- JOB: Print all of the following entries unchanged, character for character.

(Position annotation records)

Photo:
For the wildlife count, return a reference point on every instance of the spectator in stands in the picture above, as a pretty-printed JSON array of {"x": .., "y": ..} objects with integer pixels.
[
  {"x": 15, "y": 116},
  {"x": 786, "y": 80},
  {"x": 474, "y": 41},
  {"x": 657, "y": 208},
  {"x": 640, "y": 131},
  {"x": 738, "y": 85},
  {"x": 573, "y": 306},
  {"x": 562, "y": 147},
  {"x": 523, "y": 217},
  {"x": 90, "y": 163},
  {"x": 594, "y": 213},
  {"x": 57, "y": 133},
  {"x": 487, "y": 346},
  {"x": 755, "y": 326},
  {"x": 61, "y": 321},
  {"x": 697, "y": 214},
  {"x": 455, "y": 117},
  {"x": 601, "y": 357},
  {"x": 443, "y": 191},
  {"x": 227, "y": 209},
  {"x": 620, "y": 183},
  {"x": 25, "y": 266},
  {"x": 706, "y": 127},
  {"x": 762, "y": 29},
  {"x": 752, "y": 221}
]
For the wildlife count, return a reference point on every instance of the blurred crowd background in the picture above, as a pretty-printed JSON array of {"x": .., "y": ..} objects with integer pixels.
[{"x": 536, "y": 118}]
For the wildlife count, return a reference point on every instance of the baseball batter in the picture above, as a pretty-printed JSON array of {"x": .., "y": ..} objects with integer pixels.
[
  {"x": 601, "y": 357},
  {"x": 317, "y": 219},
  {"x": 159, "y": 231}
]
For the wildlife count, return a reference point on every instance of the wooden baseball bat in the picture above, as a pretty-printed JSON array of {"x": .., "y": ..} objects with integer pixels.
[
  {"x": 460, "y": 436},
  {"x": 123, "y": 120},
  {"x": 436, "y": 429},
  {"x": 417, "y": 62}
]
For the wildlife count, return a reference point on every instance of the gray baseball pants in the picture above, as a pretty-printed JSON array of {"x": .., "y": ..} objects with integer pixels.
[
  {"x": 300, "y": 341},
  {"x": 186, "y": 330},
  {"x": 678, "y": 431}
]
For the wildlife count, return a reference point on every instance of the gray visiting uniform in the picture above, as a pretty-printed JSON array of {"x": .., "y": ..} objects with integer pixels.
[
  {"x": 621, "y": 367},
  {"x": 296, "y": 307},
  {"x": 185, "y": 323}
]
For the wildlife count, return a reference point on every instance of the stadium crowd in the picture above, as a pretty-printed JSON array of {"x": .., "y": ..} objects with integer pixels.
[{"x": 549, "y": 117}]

- CORRECT ANSWER:
Photo:
For the wildlife count, return a reference point on every instance of the spectator in stands in the picture above, as a pretty-printed JSON array of {"x": .., "y": ..} objects with integer pixels.
[
  {"x": 15, "y": 116},
  {"x": 786, "y": 80},
  {"x": 474, "y": 41},
  {"x": 657, "y": 208},
  {"x": 640, "y": 131},
  {"x": 738, "y": 85},
  {"x": 573, "y": 306},
  {"x": 562, "y": 147},
  {"x": 523, "y": 217},
  {"x": 90, "y": 163},
  {"x": 594, "y": 213},
  {"x": 57, "y": 133},
  {"x": 487, "y": 346},
  {"x": 755, "y": 326},
  {"x": 61, "y": 321},
  {"x": 697, "y": 214},
  {"x": 455, "y": 117},
  {"x": 601, "y": 357},
  {"x": 443, "y": 191},
  {"x": 227, "y": 209},
  {"x": 620, "y": 183},
  {"x": 25, "y": 266},
  {"x": 706, "y": 127},
  {"x": 762, "y": 29},
  {"x": 752, "y": 221}
]
For the wildlife count, return a reference point on every instance of the blurred crowd background in the picture above, as a pretty-printed JSON array of {"x": .., "y": ..} objects with integer pixels.
[{"x": 536, "y": 118}]
For the wildlife count, return a reference point on every instance of the baseball batter in the picture above, as a pretty-printed JSON array of {"x": .., "y": ..} objects with integer pixels.
[
  {"x": 601, "y": 357},
  {"x": 317, "y": 219},
  {"x": 159, "y": 231}
]
For the wildlife count, return a reference point on every instance of the wooden baseball bat in the picture above, as a pretty-printed JSON array of {"x": .., "y": ..} objects with integer pixels.
[
  {"x": 460, "y": 436},
  {"x": 123, "y": 120},
  {"x": 436, "y": 429},
  {"x": 417, "y": 62}
]
For the wildlife count, return a reference point on every instance of the gray baseball pants in the picture above, as a pretty-printed JSON array of {"x": .., "y": ..} objects with integer pixels.
[
  {"x": 300, "y": 341},
  {"x": 186, "y": 330},
  {"x": 678, "y": 431}
]
For the wildlife count, return a reference point on every instance of the gray visiting uniform in the picture above, as a pretty-printed JSON array of {"x": .., "y": ..} objects with integer pixels.
[
  {"x": 621, "y": 367},
  {"x": 296, "y": 307},
  {"x": 185, "y": 323}
]
For the wildlife count, return a reference point on every instance of the stadium crowd in the picture above, as a pretty-printed JSON array of {"x": .., "y": ..} objects with integer pixels.
[{"x": 549, "y": 117}]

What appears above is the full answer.